Tugas Latihan A
Perbarui semua catatan di bawah dengan mengganti "speckles" menjadi "spots" tanpa mengubah bagian lain. Jangan sertakan gambar dalam jawaban.

Kutipan Teks
Tentang kamu yang tidak juga
mendahului langkah yang sudah kulambatkan, ketika tanpa sengaja kamu berjalan
di belakangku saat di pasar pagi kali itu. Dan kamu justru memilih mengobrol
dengan sepupumu, juga ikut menimpali obrolan ringan berbumbu canda dari
keponakan kecilmu. Sungguh, aku diam-diam mencatat dengan rapi semua detil itu,
sekaligus dengan tanpa sadar sengaja menikmati suasana berkesan itu.
Masih untukmu,
Seseorang yang membuatku sendiri juga ragu, apakah saat ini kamu
sendiri sedang memikirkan hal yang sama denganku atau tidak,
Yang akhir-akhir ini membuatku
terpaksa mengakui sebuah tanya ; apakah surat ini kubuat hanya untuk menghibur
diri? Bahwa teramat mungkin jika apa yang kurasakan untukmu hanya akan memantul
balik tanpa memperoleh balasan yang sama.

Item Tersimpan
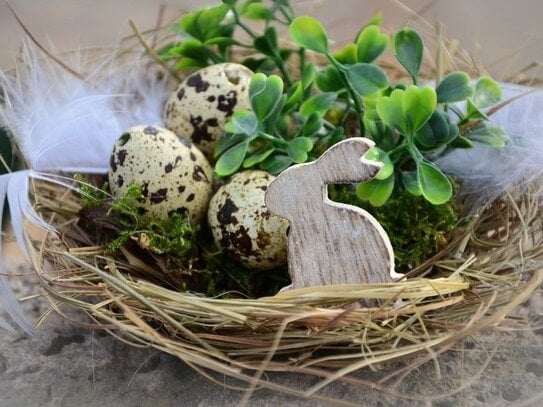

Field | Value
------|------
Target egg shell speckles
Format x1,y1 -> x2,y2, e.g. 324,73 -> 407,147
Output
207,171 -> 288,270
108,126 -> 213,223
163,63 -> 253,157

Tugas Latihan B
Salin persis bagian kutipan di atas, mulai dari kata "Tentang kamu yang" dan berhenti setelah "suasana berkesan itu.".

Hasil Latihan A
Field | Value
------|------
Target egg shell spots
Format x1,y1 -> x2,y2, e.g. 324,73 -> 407,147
Output
207,171 -> 288,270
108,126 -> 213,223
163,63 -> 253,157

Hasil Latihan B
Tentang kamu yang tidak juga
mendahului langkah yang sudah kulambatkan, ketika tanpa sengaja kamu berjalan
di belakangku saat di pasar pagi kali itu. Dan kamu justru memilih mengobrol
dengan sepupumu, juga ikut menimpali obrolan ringan berbumbu canda dari
keponakan kecilmu. Sungguh, aku diam-diam mencatat dengan rapi semua detil itu,
sekaligus dengan tanpa sadar sengaja menikmati suasana berkesan itu.